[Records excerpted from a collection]
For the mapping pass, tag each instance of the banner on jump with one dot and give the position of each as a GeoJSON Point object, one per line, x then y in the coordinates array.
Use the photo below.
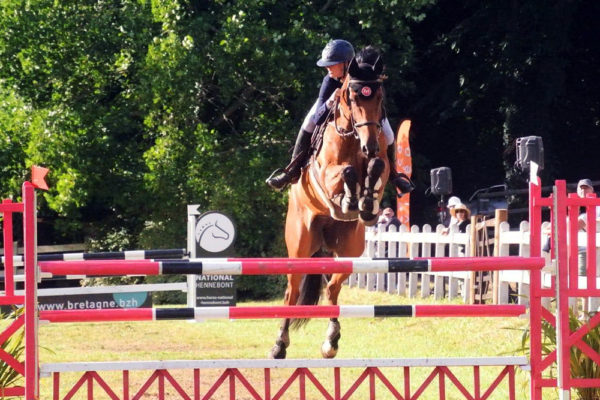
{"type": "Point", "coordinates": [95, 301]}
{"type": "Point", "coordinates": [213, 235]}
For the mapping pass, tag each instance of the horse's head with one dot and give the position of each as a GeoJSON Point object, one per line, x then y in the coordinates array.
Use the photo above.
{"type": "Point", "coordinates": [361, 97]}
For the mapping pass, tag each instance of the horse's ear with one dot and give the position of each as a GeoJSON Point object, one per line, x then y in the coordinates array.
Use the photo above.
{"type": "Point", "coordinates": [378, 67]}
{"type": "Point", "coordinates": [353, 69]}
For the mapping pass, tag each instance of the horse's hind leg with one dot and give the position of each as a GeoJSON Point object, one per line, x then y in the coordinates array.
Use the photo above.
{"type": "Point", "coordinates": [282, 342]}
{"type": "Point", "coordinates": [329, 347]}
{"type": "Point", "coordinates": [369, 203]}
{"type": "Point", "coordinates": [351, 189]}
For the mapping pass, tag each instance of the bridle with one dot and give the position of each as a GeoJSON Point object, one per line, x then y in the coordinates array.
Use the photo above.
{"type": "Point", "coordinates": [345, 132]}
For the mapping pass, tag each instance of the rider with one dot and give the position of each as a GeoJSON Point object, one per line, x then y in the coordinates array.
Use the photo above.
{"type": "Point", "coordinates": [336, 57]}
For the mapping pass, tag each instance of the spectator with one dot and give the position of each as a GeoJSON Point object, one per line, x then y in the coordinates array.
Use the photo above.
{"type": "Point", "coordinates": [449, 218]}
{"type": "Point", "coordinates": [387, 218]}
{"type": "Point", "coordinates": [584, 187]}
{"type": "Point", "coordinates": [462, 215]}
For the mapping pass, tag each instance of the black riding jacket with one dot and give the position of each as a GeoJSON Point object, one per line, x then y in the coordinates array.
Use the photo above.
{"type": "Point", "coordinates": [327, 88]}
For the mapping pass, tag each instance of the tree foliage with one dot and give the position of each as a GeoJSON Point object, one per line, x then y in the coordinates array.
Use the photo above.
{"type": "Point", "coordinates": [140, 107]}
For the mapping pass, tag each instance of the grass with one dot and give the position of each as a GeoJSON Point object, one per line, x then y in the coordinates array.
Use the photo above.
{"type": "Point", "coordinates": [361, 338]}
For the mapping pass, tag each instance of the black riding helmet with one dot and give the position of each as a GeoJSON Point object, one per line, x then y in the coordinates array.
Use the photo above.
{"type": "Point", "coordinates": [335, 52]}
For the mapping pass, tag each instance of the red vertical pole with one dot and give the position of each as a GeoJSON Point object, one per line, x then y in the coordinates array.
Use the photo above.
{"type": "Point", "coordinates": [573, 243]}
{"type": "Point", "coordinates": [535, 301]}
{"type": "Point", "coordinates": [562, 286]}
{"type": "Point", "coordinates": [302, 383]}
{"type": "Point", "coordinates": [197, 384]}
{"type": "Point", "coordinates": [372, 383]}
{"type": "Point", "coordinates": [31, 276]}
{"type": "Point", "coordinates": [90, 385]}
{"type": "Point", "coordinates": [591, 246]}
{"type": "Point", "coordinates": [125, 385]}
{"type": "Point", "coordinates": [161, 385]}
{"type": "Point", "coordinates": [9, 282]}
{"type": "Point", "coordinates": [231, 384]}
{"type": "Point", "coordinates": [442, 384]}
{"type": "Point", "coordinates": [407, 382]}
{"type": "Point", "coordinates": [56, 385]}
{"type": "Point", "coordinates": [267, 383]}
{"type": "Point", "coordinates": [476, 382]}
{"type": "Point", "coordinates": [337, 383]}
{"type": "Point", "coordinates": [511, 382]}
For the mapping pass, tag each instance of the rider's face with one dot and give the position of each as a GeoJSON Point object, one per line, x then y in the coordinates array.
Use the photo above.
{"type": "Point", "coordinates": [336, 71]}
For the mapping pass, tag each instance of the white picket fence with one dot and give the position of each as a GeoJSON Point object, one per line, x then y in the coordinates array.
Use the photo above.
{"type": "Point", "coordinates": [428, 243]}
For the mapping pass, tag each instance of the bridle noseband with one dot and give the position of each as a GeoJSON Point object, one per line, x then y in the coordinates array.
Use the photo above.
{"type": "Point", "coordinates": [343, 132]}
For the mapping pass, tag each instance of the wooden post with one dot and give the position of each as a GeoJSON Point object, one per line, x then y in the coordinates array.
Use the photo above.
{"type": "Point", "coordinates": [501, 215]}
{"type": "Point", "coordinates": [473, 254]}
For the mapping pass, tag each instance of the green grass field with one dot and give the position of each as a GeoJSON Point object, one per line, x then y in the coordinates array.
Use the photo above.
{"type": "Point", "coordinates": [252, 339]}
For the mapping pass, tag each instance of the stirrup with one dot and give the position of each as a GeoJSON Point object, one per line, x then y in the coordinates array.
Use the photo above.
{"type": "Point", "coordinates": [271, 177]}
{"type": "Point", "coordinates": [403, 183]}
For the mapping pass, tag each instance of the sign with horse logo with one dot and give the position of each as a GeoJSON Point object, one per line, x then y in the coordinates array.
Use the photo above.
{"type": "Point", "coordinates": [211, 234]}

--

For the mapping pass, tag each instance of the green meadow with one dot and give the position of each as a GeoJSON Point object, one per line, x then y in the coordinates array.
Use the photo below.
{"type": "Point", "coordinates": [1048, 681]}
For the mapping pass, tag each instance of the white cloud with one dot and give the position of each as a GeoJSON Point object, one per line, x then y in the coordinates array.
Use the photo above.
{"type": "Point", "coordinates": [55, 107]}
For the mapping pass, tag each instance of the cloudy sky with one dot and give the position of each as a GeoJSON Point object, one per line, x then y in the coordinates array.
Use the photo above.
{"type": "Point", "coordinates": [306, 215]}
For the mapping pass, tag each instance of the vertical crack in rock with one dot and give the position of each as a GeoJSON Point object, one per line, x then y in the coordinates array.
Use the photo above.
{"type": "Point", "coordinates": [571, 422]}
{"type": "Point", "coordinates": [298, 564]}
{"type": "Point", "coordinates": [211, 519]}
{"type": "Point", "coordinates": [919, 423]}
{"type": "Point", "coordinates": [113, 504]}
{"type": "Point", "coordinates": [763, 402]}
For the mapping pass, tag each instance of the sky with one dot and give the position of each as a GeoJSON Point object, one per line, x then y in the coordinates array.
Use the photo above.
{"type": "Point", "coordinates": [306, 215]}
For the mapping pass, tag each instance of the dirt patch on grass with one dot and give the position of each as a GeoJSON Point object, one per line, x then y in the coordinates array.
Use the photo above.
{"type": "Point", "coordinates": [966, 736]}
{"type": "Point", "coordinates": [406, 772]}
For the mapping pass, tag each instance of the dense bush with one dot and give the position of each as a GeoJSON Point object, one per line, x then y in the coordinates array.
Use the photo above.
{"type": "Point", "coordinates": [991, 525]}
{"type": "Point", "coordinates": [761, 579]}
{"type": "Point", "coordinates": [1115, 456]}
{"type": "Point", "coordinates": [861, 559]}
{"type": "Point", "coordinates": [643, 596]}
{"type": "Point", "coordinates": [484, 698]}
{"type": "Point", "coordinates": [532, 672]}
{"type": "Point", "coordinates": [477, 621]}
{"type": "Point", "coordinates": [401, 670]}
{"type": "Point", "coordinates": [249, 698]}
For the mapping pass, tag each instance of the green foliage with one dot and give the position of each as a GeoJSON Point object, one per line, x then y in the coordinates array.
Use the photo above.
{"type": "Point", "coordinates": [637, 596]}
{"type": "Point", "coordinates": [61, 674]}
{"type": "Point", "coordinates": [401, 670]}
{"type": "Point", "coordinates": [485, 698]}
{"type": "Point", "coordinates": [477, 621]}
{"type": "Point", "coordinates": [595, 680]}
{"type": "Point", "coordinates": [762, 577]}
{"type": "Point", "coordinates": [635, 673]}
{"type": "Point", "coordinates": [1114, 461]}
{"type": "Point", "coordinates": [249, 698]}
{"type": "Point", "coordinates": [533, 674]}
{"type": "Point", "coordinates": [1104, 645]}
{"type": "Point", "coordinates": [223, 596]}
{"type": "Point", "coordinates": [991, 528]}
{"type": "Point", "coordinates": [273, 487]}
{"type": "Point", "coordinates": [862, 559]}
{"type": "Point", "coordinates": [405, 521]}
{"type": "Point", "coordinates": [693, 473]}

==

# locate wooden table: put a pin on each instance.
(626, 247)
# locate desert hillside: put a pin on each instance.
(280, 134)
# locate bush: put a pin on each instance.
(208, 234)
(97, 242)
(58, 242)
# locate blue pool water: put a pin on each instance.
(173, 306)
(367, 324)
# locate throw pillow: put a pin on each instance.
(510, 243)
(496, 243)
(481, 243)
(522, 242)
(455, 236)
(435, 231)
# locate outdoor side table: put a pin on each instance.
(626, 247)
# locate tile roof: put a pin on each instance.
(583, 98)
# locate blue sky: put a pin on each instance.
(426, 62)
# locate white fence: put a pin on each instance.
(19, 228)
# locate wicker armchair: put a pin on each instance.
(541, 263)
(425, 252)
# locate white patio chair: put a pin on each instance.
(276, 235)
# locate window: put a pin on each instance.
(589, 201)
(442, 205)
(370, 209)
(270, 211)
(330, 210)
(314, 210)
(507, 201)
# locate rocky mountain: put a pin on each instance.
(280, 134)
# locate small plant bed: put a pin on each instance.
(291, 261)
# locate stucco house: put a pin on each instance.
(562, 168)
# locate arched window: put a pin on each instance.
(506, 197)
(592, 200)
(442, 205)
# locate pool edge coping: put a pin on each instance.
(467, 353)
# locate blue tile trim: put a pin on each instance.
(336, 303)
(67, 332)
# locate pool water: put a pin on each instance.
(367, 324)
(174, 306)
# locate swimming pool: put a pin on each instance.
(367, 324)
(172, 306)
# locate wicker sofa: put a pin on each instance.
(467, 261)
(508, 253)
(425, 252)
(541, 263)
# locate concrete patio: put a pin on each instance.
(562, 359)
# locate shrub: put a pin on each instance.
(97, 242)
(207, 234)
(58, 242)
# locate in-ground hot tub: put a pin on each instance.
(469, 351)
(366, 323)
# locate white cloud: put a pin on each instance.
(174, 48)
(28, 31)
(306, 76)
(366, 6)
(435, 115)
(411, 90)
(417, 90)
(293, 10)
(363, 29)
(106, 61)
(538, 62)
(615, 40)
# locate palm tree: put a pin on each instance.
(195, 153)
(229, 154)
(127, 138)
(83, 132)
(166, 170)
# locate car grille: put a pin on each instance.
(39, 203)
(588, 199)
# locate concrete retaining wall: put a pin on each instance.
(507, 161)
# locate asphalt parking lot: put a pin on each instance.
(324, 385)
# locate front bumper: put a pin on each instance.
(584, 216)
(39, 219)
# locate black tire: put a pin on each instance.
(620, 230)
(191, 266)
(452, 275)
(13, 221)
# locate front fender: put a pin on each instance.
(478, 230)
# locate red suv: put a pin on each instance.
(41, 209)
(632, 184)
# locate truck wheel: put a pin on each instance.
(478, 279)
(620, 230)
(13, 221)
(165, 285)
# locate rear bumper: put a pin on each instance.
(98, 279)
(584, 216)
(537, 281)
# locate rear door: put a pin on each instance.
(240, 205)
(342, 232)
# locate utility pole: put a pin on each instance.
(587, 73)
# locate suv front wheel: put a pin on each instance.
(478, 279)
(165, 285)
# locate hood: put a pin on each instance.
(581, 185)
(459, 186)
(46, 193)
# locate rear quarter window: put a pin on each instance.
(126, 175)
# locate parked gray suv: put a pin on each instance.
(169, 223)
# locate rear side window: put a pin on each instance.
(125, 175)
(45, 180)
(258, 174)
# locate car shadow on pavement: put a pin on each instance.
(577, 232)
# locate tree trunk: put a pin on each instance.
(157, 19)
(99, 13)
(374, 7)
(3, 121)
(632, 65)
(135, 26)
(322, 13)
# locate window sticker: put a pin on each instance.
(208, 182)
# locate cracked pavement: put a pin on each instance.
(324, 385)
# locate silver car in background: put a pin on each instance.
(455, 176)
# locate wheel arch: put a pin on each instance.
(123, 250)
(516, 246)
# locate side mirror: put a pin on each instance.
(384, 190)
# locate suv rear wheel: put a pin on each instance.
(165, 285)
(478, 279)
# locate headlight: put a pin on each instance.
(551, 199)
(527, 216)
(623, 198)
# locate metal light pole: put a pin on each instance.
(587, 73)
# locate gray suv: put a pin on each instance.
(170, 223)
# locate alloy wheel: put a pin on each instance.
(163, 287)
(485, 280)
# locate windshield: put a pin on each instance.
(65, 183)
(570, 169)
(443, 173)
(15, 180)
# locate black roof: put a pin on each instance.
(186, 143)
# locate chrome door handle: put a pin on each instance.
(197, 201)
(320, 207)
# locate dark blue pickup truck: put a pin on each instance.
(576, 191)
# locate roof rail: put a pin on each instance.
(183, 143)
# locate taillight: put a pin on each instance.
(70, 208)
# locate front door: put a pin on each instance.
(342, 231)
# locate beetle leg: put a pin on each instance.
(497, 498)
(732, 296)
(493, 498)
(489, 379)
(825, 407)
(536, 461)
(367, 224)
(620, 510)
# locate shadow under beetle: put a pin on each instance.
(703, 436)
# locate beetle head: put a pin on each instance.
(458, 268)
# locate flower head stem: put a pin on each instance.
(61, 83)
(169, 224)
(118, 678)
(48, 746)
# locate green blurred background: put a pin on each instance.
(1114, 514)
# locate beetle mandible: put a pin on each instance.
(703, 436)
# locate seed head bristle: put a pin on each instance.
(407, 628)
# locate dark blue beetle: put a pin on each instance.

**WORK REQUEST**
Determine the number of lines in the data above that hold "bridle", and reply with that number alone.

**ANSWER FOR THIS EXERCISE**
2